TASK OBJECTIVE:
Extract each row below that contains the string "branch", copying those rows in their original order.
****************************************
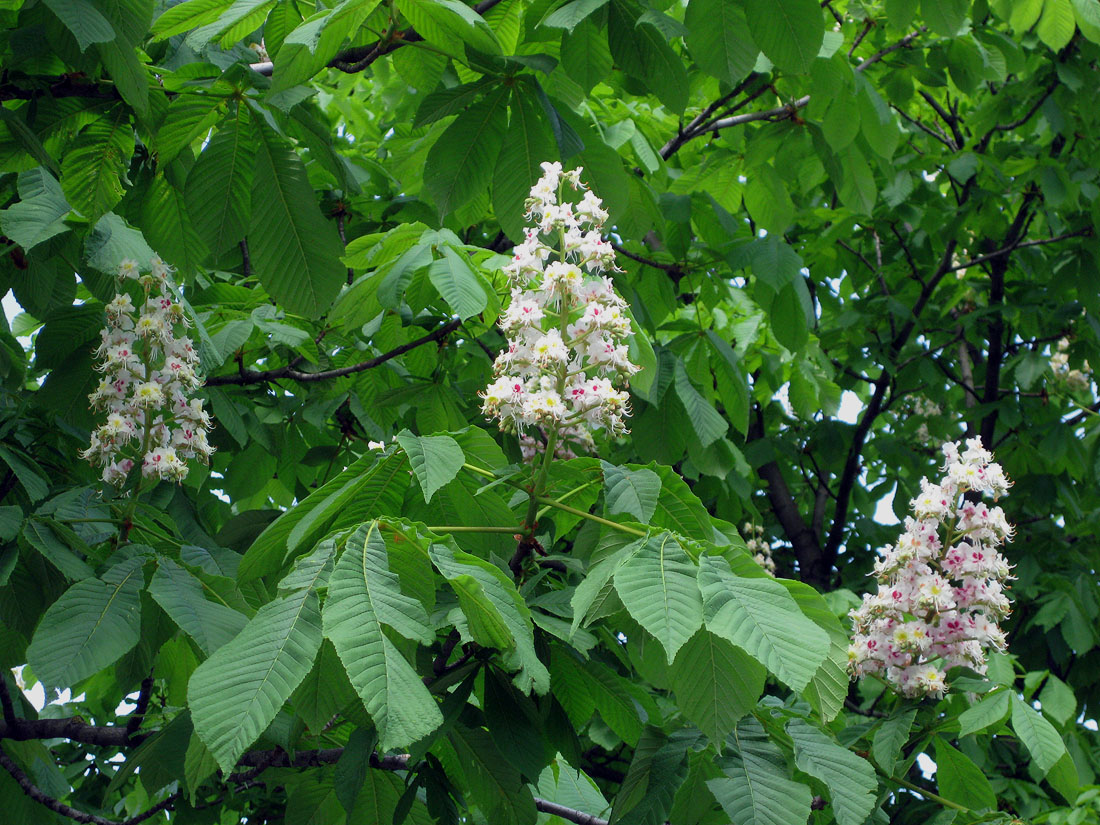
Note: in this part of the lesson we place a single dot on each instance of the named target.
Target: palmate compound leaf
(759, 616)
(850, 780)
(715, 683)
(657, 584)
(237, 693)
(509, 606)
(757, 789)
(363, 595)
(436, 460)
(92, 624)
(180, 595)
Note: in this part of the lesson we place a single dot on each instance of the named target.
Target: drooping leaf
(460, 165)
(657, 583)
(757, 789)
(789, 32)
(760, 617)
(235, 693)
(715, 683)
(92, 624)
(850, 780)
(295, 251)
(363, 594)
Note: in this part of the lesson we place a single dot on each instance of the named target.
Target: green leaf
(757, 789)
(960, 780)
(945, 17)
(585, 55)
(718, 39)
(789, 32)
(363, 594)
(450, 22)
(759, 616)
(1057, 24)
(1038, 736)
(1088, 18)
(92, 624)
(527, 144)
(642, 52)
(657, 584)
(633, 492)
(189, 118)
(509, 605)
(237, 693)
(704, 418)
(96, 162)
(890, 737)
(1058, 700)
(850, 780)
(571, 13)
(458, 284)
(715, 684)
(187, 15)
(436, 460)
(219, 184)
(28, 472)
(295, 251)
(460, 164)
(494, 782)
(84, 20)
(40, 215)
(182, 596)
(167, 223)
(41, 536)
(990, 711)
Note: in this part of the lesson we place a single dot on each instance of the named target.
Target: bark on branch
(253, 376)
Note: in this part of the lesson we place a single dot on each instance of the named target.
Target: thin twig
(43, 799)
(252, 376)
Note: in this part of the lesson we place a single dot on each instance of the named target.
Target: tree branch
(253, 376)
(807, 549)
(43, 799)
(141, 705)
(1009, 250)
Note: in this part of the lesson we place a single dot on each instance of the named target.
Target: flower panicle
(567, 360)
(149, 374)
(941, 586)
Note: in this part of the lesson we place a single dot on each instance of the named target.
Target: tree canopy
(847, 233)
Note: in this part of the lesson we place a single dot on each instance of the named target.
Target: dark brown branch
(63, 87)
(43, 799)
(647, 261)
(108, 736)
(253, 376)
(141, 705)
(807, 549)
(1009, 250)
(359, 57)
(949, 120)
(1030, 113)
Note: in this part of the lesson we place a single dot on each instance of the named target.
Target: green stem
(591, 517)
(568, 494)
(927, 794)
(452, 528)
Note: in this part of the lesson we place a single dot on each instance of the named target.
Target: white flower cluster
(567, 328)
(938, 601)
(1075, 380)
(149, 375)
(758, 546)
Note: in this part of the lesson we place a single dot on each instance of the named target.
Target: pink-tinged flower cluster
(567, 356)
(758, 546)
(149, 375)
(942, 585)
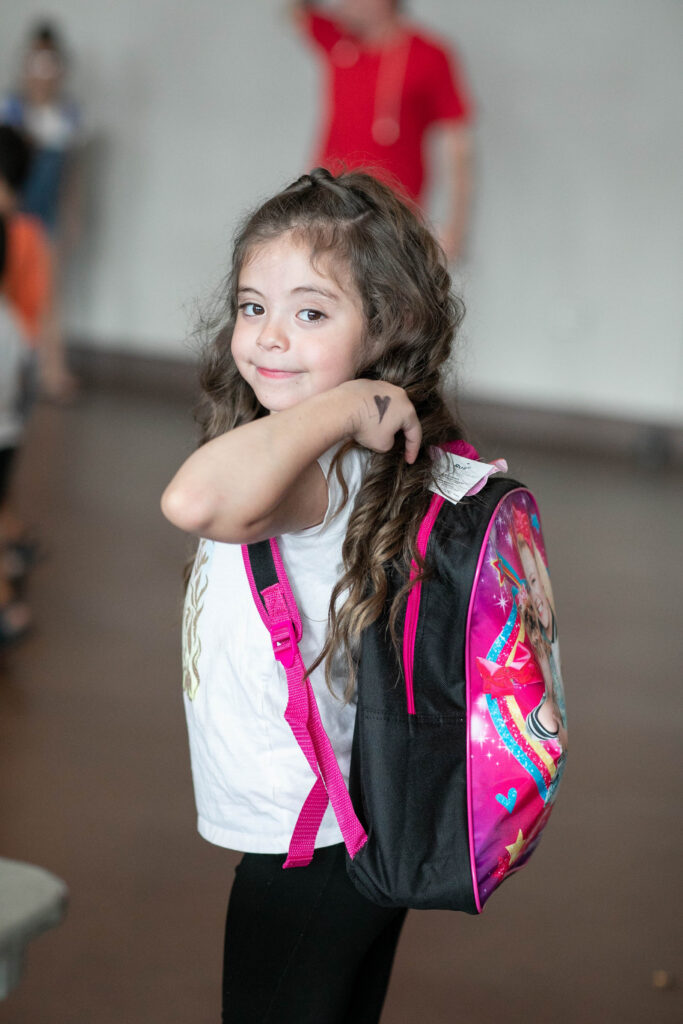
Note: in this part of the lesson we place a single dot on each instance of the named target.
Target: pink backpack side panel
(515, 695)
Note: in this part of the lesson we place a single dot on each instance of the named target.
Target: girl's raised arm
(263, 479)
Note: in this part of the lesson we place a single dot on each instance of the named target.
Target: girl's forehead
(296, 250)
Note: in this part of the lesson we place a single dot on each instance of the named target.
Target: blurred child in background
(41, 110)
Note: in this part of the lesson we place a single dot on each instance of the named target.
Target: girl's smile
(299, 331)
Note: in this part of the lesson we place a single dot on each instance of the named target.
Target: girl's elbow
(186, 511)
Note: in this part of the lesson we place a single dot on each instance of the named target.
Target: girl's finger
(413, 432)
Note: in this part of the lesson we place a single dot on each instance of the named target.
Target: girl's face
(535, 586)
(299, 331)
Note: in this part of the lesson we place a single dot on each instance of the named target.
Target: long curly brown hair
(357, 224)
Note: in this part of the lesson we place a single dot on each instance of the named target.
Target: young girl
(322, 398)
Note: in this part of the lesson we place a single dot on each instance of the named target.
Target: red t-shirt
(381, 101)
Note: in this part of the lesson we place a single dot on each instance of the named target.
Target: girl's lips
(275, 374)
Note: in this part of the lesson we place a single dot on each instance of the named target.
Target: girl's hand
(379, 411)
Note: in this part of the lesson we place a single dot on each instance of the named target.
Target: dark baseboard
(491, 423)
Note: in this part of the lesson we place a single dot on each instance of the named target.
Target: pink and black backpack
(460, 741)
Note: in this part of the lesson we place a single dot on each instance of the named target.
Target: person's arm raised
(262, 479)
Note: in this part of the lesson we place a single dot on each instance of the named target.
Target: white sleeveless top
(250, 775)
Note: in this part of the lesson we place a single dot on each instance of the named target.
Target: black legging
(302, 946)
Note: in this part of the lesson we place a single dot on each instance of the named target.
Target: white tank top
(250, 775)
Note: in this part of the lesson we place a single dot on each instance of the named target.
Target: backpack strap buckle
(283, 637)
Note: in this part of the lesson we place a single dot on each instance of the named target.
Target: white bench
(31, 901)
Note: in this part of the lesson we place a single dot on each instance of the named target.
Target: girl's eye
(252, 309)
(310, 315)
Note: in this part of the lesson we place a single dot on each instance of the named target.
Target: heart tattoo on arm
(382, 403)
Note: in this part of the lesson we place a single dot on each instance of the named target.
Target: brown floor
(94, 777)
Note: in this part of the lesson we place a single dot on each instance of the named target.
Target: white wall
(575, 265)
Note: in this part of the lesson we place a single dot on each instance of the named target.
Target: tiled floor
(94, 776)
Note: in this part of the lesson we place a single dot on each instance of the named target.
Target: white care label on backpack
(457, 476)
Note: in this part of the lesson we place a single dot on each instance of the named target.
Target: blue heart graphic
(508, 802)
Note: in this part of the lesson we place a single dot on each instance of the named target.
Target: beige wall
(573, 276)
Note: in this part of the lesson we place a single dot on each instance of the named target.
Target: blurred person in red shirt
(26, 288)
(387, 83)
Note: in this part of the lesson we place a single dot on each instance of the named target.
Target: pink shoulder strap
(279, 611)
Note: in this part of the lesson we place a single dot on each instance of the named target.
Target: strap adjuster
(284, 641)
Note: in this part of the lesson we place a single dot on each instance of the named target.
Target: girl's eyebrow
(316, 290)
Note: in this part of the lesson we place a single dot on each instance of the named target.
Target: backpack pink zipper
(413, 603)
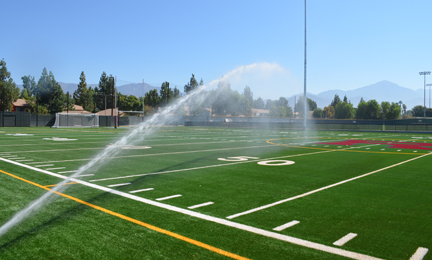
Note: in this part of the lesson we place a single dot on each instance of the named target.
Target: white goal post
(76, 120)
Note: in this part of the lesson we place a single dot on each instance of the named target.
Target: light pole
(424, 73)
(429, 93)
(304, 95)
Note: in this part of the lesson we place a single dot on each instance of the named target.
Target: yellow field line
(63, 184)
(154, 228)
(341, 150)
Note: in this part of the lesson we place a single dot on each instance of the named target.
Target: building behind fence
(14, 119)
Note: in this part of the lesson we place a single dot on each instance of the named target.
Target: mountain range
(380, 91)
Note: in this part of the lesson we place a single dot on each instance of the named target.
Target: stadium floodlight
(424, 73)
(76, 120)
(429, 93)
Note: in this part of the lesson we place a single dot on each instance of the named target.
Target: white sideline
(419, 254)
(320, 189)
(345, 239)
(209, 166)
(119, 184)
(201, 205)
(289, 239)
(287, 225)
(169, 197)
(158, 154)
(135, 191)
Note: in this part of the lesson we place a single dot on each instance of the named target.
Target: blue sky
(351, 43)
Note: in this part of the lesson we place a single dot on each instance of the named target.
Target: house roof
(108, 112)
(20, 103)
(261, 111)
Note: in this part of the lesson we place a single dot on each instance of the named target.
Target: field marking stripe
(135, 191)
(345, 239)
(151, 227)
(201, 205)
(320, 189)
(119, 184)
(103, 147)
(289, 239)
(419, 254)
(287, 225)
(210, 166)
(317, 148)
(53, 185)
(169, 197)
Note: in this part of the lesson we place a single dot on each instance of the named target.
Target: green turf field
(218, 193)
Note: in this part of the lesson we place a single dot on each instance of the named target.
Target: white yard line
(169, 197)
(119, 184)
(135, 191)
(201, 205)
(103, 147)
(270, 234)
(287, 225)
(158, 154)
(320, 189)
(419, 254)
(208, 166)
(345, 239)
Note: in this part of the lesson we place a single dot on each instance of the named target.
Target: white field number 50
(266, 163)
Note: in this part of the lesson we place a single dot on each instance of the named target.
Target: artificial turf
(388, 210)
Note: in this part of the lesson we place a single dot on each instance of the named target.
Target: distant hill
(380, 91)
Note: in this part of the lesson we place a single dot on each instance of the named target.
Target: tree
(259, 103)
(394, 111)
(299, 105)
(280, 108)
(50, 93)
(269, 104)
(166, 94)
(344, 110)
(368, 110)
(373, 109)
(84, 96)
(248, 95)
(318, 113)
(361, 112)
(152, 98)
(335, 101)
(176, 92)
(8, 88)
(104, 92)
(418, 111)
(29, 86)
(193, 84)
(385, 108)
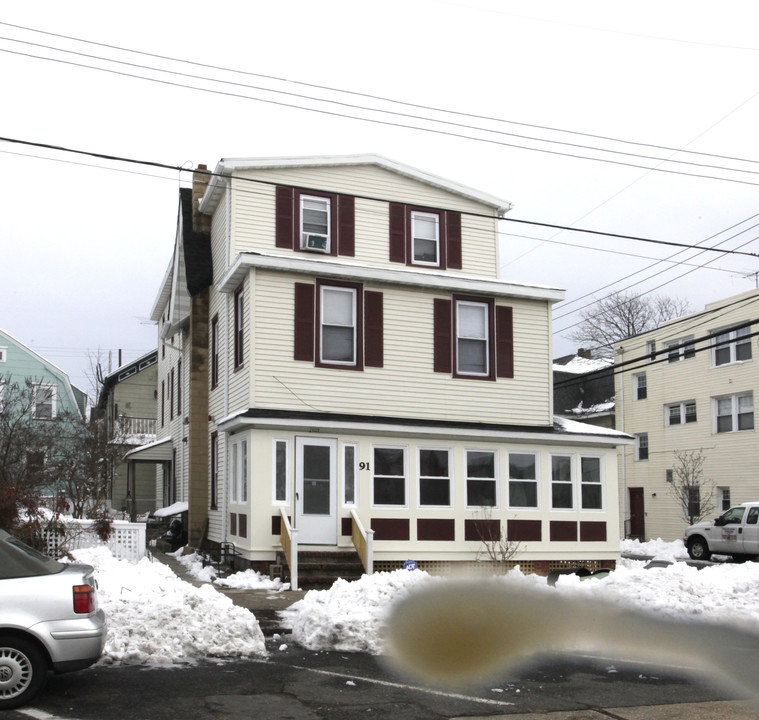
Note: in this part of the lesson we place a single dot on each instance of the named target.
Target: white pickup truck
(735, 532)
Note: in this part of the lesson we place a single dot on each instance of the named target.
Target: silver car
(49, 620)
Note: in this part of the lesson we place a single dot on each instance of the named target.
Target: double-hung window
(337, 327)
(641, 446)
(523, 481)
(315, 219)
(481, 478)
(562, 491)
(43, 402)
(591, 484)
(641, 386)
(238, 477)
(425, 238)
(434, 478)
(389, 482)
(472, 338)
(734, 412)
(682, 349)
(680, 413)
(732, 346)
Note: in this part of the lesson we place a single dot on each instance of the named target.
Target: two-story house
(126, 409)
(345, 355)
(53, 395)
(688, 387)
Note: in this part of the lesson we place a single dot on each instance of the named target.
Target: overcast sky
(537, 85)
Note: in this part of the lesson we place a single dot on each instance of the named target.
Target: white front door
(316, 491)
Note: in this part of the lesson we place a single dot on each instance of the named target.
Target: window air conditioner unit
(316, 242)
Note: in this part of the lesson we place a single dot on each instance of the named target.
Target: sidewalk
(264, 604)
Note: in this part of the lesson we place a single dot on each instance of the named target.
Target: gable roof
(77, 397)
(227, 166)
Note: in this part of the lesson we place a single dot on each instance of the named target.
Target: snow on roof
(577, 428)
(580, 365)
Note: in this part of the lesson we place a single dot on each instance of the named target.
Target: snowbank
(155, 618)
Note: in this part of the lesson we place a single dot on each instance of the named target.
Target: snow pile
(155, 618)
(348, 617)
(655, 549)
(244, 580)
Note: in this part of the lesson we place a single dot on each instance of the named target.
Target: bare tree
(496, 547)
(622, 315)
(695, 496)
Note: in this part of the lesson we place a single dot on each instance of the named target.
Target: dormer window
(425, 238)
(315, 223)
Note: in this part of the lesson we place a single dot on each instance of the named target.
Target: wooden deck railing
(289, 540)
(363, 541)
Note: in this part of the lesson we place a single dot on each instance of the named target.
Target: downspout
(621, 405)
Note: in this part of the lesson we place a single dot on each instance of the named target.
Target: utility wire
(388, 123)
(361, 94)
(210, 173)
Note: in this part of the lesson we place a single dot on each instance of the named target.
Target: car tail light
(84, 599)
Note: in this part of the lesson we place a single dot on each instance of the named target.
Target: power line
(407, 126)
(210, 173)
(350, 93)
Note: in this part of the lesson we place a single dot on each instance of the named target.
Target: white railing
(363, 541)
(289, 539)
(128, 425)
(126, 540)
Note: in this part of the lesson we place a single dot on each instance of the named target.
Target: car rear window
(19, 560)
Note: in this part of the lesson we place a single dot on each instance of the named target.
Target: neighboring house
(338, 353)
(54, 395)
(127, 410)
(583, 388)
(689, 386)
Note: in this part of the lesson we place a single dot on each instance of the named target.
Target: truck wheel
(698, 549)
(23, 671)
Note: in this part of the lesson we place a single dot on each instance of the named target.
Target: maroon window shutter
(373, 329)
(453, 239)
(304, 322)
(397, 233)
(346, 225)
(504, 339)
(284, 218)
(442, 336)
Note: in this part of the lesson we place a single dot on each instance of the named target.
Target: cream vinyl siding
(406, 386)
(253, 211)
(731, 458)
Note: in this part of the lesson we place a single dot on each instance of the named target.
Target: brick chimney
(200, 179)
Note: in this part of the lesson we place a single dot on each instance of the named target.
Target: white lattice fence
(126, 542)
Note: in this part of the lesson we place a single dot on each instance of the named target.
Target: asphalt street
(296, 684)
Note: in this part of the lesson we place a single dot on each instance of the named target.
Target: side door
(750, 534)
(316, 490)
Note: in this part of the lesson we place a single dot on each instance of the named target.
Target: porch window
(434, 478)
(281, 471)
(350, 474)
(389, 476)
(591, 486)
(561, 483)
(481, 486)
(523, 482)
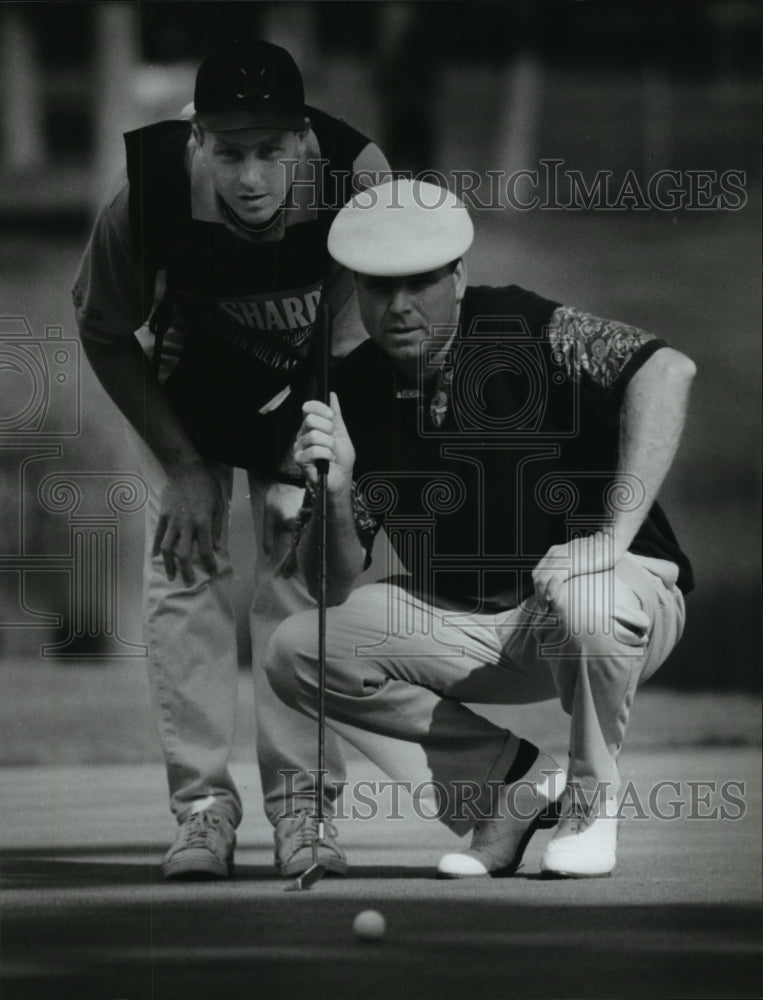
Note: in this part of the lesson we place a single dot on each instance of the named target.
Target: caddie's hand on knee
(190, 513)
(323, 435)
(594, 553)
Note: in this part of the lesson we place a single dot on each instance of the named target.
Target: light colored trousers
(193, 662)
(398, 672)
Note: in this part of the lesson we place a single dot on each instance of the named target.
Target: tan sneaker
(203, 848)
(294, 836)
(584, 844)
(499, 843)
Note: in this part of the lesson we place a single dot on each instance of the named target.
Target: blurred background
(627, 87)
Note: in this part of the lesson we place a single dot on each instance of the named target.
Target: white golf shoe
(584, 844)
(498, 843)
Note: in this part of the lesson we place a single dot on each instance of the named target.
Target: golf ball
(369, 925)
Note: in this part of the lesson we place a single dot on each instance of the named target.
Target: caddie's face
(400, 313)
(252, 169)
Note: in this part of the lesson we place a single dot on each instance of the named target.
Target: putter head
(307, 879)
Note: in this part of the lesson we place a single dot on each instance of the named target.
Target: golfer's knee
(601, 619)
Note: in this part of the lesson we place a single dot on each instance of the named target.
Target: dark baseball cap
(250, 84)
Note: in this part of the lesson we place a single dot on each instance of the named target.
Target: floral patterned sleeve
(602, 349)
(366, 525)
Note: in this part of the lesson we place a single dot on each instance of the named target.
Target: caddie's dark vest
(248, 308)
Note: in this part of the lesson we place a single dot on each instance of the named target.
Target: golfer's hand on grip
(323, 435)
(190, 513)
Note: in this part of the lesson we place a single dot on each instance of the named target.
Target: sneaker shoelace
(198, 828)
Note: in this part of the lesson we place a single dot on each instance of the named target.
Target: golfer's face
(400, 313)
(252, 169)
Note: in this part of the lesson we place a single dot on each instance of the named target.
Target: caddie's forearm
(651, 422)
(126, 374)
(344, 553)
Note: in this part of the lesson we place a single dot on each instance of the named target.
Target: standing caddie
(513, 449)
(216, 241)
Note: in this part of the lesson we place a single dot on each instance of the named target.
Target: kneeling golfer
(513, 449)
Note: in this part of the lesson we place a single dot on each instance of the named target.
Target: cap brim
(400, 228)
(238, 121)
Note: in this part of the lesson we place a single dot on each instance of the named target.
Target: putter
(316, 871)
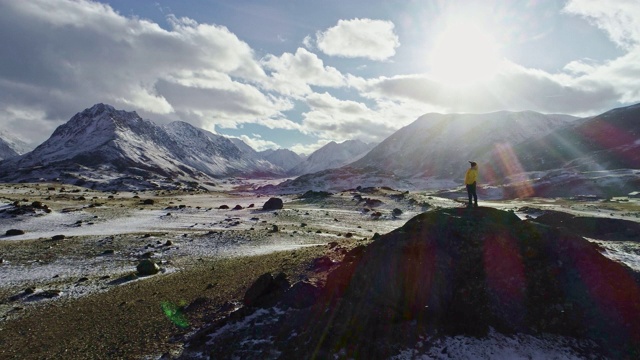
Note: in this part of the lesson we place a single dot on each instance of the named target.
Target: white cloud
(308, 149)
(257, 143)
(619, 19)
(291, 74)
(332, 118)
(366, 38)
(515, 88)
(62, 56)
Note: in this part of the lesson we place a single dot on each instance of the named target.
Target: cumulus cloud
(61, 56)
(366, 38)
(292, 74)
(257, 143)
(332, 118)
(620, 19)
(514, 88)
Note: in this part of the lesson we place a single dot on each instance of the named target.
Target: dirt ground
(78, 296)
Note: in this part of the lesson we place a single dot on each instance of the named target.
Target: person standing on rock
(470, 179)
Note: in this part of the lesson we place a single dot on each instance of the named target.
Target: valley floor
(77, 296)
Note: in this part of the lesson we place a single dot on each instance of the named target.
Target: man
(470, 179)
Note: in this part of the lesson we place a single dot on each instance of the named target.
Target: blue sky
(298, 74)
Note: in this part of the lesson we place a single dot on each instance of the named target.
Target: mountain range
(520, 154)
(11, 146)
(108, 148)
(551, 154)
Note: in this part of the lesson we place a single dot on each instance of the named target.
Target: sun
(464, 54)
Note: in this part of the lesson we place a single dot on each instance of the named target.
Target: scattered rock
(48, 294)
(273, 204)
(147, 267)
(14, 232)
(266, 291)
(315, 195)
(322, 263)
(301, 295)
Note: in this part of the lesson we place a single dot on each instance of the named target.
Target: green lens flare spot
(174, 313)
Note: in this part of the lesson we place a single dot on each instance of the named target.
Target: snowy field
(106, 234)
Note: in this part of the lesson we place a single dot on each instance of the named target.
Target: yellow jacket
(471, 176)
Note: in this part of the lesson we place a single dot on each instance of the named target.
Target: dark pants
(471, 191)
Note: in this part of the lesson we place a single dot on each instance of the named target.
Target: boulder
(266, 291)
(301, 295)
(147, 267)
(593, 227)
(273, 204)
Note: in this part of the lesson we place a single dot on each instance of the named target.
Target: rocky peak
****************************************
RESPONSE FOR THIS EXERCISE:
Target: bark on branch
Target: tree branch
Target: dark brown branch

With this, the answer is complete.